→ TEXT SECTION
+ + +

The organization for Economic Cooperation and Development found that despite the high cost of US healthcare and nearly every critical ranking from life expectancy at birth and deaths from avoidable conditions, the US consistently ranks at the bottom. 68,000 Americans die every year because they are uninsured or underinsured. This is because the US healthcare system does not serve the public, it serves the medical insurance and drug companies whose lobbyists gut regulations and block healthcare reform.

In 2020, the CEOs of 178 major healthcare companies collectively made 3.2 billion in total compensation, that was up 31% from 2019, all in the midst of the pandemic. According to Axios, in 2020, the CEO of Cigna took home $9 million, the CEO of Centene made $59 million, the CEO of United Health Group received $42 million in total compensation. The CEO of Moderna got a $926 million golden parachute after his company received $2.5 billion in taxpayer dollars from the Trump administration to develop its COVID vaccine.

+ + +

→ SUPPLIED MATERIAL
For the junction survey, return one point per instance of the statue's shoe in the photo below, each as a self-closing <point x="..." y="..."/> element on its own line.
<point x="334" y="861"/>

+ + +

→ YOUR OBJECTIVE
Repeat, word for word, the stretch of the passage on US healthcare from "The organization for" through "block healthcare reform.".

→ SOLUTION TO THIS TASK
The organization for Economic Cooperation and Development found that despite the high cost of US healthcare and nearly every critical ranking from life expectancy at birth and deaths from avoidable conditions, the US consistently ranks at the bottom. 68,000 Americans die every year because they are uninsured or underinsured. This is because the US healthcare system does not serve the public, it serves the medical insurance and drug companies whose lobbyists gut regulations and block healthcare reform.